- **WHAT IS BEING ASKED**
How many of the lines below contain the word "spout"? Reply with the number alone.

- **INPUT RECORDS**
- - - - -

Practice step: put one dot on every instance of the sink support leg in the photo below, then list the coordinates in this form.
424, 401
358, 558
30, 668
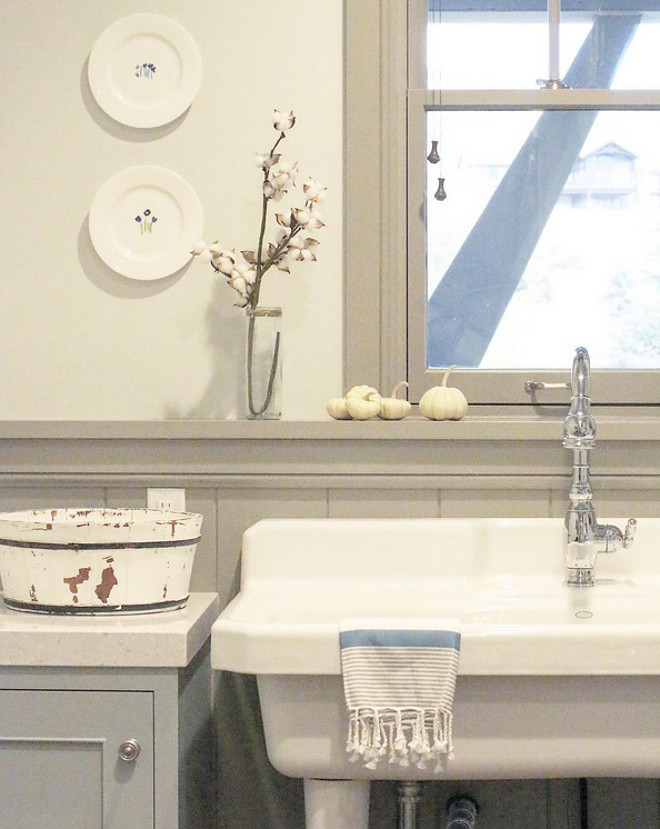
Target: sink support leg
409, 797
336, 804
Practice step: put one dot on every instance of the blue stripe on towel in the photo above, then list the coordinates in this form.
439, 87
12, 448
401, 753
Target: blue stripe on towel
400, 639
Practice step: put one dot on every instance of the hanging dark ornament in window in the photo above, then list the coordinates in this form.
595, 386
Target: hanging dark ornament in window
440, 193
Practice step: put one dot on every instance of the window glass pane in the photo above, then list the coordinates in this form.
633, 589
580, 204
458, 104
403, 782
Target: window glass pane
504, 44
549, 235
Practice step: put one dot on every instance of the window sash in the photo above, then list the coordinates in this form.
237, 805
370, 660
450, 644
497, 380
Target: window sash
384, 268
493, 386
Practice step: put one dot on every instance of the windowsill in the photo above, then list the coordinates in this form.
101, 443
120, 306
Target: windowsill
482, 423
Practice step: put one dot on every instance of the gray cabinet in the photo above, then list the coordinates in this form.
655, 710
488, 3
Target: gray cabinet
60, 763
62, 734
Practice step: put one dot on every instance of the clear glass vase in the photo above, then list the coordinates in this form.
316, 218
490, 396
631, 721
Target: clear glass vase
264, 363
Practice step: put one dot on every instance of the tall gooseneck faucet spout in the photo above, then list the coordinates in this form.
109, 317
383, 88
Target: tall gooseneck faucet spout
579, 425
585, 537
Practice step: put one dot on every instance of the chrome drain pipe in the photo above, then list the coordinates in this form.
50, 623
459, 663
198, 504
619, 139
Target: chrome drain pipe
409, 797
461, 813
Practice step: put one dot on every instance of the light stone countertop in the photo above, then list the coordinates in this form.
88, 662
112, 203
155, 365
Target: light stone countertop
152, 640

- - - - -

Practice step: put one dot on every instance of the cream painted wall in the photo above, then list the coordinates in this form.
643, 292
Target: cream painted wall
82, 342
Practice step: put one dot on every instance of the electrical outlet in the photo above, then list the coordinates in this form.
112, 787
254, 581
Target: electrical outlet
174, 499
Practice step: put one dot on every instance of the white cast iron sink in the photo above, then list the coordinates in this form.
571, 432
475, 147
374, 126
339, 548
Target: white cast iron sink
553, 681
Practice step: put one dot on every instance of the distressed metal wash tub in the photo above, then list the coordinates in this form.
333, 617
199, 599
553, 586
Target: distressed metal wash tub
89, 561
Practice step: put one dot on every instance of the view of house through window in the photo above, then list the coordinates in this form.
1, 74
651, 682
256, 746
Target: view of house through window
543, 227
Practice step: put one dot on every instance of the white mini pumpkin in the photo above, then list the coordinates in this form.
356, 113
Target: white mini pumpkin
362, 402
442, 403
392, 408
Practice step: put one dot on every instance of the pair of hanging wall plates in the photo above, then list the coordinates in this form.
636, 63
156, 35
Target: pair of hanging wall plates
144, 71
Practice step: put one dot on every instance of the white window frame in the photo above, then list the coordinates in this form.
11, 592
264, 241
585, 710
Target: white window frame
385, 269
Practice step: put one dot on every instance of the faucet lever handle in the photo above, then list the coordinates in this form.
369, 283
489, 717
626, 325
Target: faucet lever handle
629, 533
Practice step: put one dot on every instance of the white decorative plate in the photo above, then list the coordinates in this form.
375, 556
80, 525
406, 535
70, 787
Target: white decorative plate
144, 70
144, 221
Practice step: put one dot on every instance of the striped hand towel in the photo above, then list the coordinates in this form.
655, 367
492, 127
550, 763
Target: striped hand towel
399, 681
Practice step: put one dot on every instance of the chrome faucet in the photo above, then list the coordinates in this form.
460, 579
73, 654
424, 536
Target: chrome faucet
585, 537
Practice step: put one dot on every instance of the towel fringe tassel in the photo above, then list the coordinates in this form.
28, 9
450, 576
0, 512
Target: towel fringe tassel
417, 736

- - - - -

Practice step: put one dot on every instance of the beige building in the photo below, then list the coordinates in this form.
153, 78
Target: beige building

- - - - -

- **FULL RESPONSE**
2